Your assignment: Using the records below, write out again exactly the lines that begin at the line containing "For every instance of the brown" and end at the line containing "For every instance of the lower", and no other lines.

Records shown:
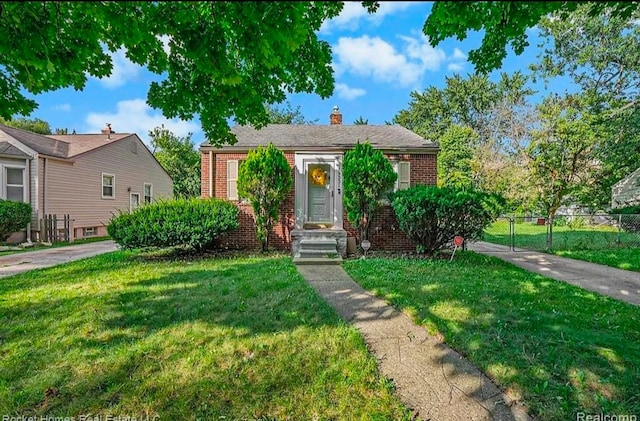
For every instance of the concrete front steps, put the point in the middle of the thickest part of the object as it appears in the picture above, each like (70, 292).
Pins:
(317, 247)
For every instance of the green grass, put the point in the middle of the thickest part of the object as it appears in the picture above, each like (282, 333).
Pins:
(591, 244)
(534, 237)
(628, 259)
(232, 338)
(39, 246)
(560, 348)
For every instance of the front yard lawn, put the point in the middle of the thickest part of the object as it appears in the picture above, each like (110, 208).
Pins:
(562, 349)
(232, 338)
(621, 258)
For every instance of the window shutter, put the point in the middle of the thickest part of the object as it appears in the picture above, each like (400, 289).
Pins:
(232, 180)
(404, 175)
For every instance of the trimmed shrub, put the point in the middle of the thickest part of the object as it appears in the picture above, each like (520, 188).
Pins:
(14, 216)
(193, 223)
(367, 177)
(265, 179)
(433, 216)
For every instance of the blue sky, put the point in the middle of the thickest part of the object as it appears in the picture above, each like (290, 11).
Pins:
(378, 60)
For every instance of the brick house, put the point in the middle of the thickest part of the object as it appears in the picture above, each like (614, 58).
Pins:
(313, 210)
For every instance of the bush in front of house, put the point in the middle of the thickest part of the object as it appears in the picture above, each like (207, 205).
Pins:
(14, 216)
(367, 177)
(193, 223)
(432, 216)
(629, 218)
(265, 179)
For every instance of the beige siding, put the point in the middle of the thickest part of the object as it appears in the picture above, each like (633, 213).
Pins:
(76, 188)
(33, 192)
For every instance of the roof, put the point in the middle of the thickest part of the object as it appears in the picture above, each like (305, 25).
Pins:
(37, 142)
(60, 146)
(81, 143)
(7, 149)
(303, 136)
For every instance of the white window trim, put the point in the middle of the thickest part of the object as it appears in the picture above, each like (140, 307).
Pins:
(230, 164)
(144, 191)
(113, 186)
(4, 180)
(236, 197)
(131, 194)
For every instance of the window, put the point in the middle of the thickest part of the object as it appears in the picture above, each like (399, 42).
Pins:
(89, 231)
(148, 192)
(403, 169)
(134, 201)
(108, 186)
(14, 184)
(233, 167)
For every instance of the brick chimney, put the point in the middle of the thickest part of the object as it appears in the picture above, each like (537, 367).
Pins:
(336, 116)
(107, 130)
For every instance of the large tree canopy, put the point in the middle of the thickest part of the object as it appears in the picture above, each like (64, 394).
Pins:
(225, 59)
(504, 23)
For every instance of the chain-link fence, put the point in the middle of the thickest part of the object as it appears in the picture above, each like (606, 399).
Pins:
(566, 232)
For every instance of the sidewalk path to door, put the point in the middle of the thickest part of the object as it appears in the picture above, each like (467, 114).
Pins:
(13, 264)
(621, 284)
(432, 379)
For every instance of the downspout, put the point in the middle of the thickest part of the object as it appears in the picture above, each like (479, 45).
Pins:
(212, 193)
(28, 194)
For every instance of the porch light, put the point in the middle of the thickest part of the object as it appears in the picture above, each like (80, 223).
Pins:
(365, 245)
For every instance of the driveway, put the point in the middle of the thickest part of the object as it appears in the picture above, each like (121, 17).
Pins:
(621, 284)
(13, 264)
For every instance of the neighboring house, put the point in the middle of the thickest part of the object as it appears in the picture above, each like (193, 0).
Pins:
(312, 206)
(626, 192)
(90, 177)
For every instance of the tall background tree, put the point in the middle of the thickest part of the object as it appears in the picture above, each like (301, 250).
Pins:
(481, 126)
(504, 23)
(599, 53)
(561, 152)
(226, 59)
(286, 114)
(34, 125)
(180, 159)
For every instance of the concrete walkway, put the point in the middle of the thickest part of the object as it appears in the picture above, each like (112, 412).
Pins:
(431, 378)
(621, 284)
(13, 264)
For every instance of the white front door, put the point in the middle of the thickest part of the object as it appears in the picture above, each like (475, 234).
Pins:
(319, 193)
(318, 190)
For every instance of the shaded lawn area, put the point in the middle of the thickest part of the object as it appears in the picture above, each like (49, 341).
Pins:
(562, 349)
(628, 259)
(39, 246)
(241, 338)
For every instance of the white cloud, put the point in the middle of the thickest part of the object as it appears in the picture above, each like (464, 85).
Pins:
(164, 39)
(135, 116)
(345, 92)
(420, 50)
(455, 67)
(62, 107)
(353, 13)
(458, 55)
(376, 58)
(124, 70)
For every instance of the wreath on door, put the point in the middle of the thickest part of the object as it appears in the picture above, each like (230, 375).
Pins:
(318, 176)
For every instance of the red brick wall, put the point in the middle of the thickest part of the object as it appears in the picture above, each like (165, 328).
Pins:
(384, 233)
(245, 236)
(204, 175)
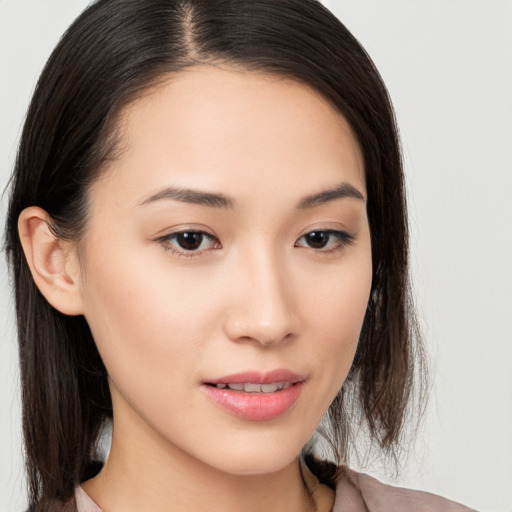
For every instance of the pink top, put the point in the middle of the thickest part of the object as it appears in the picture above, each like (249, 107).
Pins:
(355, 492)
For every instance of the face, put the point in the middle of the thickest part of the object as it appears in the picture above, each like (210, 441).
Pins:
(226, 267)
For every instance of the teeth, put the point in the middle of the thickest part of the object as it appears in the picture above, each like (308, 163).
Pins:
(251, 387)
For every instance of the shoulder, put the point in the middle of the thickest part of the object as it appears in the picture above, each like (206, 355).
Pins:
(357, 492)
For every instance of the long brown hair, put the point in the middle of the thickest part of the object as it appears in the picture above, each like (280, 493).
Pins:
(115, 51)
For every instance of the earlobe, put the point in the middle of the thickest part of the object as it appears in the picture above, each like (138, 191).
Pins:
(52, 261)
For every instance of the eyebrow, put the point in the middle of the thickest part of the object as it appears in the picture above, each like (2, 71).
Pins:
(216, 200)
(341, 191)
(188, 195)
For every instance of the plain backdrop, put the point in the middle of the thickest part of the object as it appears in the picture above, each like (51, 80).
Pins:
(448, 66)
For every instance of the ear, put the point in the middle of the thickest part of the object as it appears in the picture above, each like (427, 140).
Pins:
(52, 261)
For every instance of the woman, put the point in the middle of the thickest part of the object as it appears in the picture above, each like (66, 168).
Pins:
(208, 236)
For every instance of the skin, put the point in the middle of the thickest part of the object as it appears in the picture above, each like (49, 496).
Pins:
(254, 296)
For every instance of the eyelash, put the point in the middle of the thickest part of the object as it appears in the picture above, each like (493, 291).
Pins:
(342, 239)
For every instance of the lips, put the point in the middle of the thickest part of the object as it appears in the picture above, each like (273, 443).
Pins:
(256, 396)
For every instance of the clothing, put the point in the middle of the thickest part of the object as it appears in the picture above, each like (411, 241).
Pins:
(355, 492)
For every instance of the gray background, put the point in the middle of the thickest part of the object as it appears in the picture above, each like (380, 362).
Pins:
(447, 64)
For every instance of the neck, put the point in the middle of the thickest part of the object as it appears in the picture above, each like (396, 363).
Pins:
(156, 476)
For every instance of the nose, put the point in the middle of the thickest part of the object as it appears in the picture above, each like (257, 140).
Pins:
(262, 303)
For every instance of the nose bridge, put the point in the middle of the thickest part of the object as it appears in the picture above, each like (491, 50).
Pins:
(262, 308)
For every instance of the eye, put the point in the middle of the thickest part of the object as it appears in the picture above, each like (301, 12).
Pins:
(325, 240)
(189, 243)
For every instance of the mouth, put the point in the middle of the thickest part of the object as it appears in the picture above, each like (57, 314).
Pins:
(255, 396)
(253, 387)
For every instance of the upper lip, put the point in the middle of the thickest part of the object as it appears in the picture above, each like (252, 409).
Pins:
(257, 377)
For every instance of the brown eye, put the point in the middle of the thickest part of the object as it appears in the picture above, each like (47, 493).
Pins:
(189, 241)
(317, 239)
(325, 240)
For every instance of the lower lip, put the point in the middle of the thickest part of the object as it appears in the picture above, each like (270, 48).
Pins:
(255, 406)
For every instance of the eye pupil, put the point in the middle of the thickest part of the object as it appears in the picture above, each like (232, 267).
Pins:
(189, 240)
(317, 239)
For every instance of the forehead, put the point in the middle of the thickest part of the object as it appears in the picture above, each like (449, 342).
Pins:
(226, 128)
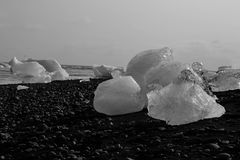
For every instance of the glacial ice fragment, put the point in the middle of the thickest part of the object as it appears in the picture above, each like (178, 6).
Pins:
(27, 68)
(60, 74)
(146, 60)
(118, 96)
(106, 71)
(53, 67)
(162, 75)
(182, 102)
(197, 67)
(21, 87)
(225, 81)
(29, 72)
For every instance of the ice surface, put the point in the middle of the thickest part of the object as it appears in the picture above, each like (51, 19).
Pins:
(225, 80)
(104, 71)
(33, 69)
(118, 96)
(162, 75)
(197, 67)
(146, 60)
(60, 74)
(21, 87)
(29, 72)
(182, 102)
(53, 67)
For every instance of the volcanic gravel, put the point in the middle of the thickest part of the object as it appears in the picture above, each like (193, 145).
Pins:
(58, 121)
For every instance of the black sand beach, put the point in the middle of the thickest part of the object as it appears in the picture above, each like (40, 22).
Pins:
(57, 121)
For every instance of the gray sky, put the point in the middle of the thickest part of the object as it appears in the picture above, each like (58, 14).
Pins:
(110, 32)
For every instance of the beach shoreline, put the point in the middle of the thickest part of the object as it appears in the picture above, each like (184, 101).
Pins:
(57, 121)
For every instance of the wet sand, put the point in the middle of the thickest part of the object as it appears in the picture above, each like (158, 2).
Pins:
(57, 121)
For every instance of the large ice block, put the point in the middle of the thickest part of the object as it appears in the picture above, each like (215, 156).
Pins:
(182, 102)
(60, 74)
(105, 71)
(118, 96)
(225, 81)
(53, 67)
(146, 60)
(33, 69)
(162, 75)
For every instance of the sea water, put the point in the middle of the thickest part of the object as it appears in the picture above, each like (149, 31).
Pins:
(75, 72)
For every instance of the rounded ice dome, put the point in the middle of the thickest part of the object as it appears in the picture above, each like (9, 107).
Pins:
(162, 75)
(118, 96)
(60, 74)
(26, 68)
(146, 60)
(197, 66)
(53, 67)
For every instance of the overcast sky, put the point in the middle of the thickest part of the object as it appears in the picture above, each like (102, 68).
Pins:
(110, 32)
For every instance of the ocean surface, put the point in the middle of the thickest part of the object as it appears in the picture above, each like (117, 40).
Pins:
(75, 72)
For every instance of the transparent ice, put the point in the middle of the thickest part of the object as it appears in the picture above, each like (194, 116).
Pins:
(182, 102)
(118, 96)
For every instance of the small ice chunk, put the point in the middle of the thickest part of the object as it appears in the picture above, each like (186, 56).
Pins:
(21, 87)
(146, 60)
(53, 67)
(60, 74)
(29, 72)
(105, 71)
(162, 75)
(224, 83)
(27, 68)
(118, 96)
(182, 102)
(197, 67)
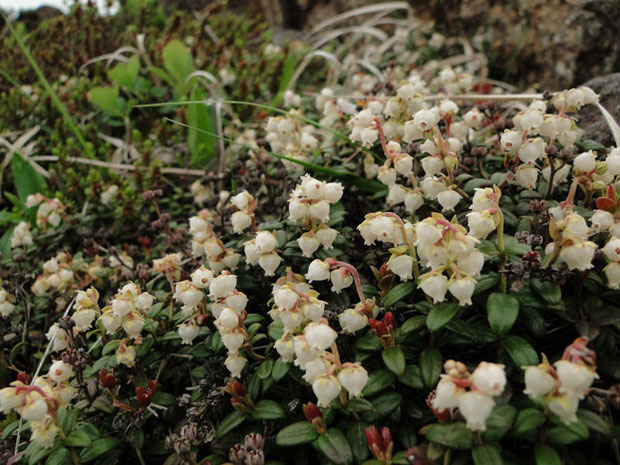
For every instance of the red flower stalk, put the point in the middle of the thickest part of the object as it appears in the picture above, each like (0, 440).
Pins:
(384, 330)
(24, 377)
(107, 380)
(380, 445)
(314, 417)
(145, 395)
(441, 415)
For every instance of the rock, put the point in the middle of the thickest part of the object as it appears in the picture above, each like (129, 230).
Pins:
(590, 118)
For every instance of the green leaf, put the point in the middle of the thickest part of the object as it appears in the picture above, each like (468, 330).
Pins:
(264, 369)
(201, 122)
(357, 440)
(548, 290)
(567, 434)
(78, 439)
(296, 434)
(68, 418)
(230, 422)
(35, 452)
(412, 324)
(280, 369)
(412, 377)
(520, 351)
(502, 312)
(528, 420)
(126, 74)
(334, 445)
(455, 435)
(98, 448)
(106, 98)
(268, 410)
(430, 367)
(486, 454)
(594, 422)
(26, 179)
(178, 61)
(377, 382)
(499, 422)
(394, 360)
(60, 456)
(383, 404)
(546, 455)
(440, 315)
(398, 292)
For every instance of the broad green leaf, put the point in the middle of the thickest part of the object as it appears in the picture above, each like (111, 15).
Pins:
(502, 312)
(230, 422)
(394, 360)
(430, 367)
(78, 439)
(520, 351)
(546, 455)
(412, 377)
(486, 454)
(26, 179)
(268, 410)
(383, 404)
(357, 440)
(280, 369)
(454, 435)
(441, 314)
(334, 445)
(548, 290)
(398, 292)
(177, 60)
(499, 422)
(59, 456)
(98, 448)
(106, 99)
(296, 434)
(377, 381)
(126, 74)
(412, 324)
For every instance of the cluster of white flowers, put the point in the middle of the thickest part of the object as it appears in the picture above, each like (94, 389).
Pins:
(50, 211)
(525, 144)
(570, 232)
(108, 196)
(243, 218)
(333, 108)
(21, 237)
(563, 386)
(228, 308)
(289, 137)
(39, 401)
(471, 393)
(169, 265)
(446, 248)
(485, 213)
(86, 309)
(128, 310)
(57, 275)
(205, 242)
(7, 307)
(308, 339)
(309, 204)
(262, 250)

Result below:
For every instance of the brown eye, put the point in the middle of the thickest part of the object as it appears in the picture above, each like (47, 493).
Pins:
(189, 241)
(317, 239)
(325, 240)
For every instance of the lower lip, put the point in the middle of the thickest part of the object as it appears in the picture above, each like (270, 48).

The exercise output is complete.